__Directions__. In the article on veterans and military families, what does the admiral call the biggest change in treatment?

__Exercise text__.
Mullen has made the post-military life of Iraq and Afghanistan war veterans a focus of his tenure as chairman, conducting a “Conversations with the Country” tour to speak to government and business leaders in civilian communities about helping young veterans reintegrate to civilian life. He added that he recently set up a team at the Pentagon to also help with the civilian reintegration effort.
“There’s a sea of goodwill out there from people willing to help,” Mullen said. “The challenge is in coordinating between them and us.”
The chairman also encouraged new and longstanding veterans to network for better reintegration, saying there is “an instant understanding” among veterans of all wars of each others’ issues.
Deoborah Mullen, who frequently travels to speak with her husband to service members and their families, said issues such as unemployment are important to military spouses, too. About three-fourths of military spouses either are working or seeking employment, she said, adding that they have excellent work characteristics.
“They’re enormously flexible, they have great strength and they’re used to change,” she said.
The Mullens also addressed mental-health problems, suicides and homelessness among military families and veterans.
The admiral noted that the biggest change in treatment has been the increasing willingness of service members to seek help. Outreach efforts by leaders have made headway against the stigma attached to seeking mental-health care in the military culture, he said, but “we’re not there yet” in making the perceived stigma a thing of the past.
The military now deploys mental-health professionals to the war theaters, mandates “time outs” for service members who have been near explosions and keeps adding mental-health workers as they become available, Mullen said.
“Often, the symptoms, if you don’t do anything about them, won’t manifest for several years, then they are harder to treat,” Mullen said.
Meanwhile, suicides have become “almost epidemic,” the chairman said, adding that the problem isn’t well addressed across the nation at large.
“I worry that we are at the tip of the iceberg here” with service member suicides, he said, noting that because many suicides are not tied to combat deployments, the causes are difficult to discern.
Regarding homelessness, a growing problem particularly for young female veterans, Deborah Mullen said the issue begins in the military. A significant number of homeless female veterans experienced sexual trauma in the military, she explained, which can lead to post-traumatic stress.
Also, many women don’t even think of themselves as veterans after they leave the military, and communities often don’t look at them that way, making them less likely to use veterans’ benefits to seek the help they need, she said.
Female veterans have a higher divorce rate and lower civilian pay rate than their male counterparts, and one-fourth of female homeless veterans have children in their custody, Deborah Mullen said. The trajectory of such women after leaving the service too often is “couch surfing, or sleeping in their cars,” then into homeless shelters, she said.

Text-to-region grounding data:
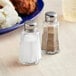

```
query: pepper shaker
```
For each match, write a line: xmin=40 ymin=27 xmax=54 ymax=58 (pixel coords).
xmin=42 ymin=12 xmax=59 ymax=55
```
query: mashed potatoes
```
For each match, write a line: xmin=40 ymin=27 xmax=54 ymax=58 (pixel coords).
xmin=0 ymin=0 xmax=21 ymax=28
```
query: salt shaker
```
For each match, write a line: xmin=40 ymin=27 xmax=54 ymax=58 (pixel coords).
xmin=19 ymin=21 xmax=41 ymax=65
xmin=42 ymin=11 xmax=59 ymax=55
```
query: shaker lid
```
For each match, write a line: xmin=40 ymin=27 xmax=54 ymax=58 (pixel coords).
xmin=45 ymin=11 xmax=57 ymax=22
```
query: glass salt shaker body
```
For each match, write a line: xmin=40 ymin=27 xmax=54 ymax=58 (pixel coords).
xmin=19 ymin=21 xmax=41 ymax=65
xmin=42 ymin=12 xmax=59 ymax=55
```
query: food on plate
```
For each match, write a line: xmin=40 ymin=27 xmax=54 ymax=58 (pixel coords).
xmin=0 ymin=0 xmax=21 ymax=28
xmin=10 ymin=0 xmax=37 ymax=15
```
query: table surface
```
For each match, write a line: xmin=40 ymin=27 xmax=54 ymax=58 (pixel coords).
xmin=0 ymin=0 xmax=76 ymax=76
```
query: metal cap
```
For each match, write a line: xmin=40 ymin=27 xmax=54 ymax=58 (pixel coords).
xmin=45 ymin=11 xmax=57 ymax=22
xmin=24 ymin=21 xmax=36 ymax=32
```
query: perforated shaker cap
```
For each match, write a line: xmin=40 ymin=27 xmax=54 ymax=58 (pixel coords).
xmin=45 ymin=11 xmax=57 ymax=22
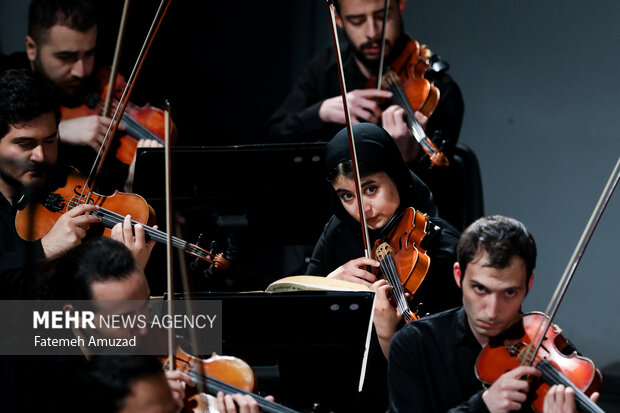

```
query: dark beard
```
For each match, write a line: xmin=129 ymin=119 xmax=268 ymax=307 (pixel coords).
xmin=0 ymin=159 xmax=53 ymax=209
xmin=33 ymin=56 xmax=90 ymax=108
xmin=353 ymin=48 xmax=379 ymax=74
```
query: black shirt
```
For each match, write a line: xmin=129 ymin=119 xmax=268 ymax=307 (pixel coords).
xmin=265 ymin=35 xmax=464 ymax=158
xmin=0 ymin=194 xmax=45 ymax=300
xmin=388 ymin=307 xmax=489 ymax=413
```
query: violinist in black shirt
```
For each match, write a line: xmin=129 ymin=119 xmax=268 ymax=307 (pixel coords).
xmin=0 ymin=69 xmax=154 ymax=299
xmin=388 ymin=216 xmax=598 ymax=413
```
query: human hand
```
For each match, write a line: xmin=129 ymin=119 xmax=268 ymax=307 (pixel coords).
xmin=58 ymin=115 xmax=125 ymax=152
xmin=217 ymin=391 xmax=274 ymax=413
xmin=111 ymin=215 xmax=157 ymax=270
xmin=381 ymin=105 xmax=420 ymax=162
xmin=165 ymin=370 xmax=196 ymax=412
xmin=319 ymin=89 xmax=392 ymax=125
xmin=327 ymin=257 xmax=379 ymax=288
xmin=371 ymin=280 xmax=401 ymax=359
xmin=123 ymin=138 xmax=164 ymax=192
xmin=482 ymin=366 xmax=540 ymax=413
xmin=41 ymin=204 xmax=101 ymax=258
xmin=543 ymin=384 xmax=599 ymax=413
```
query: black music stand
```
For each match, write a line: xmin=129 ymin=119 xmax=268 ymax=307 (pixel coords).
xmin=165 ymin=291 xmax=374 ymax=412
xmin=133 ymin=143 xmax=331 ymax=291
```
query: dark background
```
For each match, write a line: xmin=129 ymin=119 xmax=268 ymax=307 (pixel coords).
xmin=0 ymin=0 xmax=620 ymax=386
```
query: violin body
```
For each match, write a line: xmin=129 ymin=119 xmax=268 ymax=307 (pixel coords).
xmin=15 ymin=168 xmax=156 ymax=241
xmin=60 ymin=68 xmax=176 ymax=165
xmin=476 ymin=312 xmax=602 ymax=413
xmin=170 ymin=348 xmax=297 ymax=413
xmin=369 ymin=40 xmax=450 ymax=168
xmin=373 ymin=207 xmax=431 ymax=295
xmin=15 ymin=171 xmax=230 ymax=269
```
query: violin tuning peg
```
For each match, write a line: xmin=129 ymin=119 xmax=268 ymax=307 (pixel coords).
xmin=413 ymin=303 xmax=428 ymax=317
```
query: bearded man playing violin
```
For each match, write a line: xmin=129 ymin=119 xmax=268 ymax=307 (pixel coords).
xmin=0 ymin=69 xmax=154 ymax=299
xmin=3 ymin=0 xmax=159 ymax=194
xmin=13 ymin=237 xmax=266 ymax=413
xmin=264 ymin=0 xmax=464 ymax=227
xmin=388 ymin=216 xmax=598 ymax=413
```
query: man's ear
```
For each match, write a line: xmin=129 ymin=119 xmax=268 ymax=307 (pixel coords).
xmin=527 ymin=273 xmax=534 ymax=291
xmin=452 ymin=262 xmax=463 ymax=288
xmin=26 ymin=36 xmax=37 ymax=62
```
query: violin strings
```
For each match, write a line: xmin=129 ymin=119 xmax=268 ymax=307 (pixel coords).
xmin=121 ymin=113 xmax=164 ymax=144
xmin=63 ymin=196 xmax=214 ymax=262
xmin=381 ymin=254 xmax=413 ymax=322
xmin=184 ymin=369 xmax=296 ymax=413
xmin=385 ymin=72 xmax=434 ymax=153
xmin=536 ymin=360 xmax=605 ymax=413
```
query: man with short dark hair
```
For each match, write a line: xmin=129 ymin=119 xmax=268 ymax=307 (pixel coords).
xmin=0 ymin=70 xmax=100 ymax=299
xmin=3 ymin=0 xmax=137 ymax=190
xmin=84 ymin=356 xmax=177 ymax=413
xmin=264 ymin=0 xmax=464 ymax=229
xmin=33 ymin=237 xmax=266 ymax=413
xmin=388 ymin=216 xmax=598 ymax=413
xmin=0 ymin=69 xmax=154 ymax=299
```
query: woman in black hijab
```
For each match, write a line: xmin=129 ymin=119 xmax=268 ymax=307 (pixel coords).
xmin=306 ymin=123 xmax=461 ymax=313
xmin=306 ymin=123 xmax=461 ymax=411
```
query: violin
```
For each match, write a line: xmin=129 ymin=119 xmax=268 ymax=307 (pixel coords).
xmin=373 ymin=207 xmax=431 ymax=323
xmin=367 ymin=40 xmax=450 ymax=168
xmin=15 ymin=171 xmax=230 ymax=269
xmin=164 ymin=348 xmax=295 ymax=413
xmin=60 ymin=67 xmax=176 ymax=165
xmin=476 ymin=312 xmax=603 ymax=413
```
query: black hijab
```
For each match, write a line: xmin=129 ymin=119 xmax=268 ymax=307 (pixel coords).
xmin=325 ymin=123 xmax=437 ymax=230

__Answer section__. Service members are increasingly willing to seek help.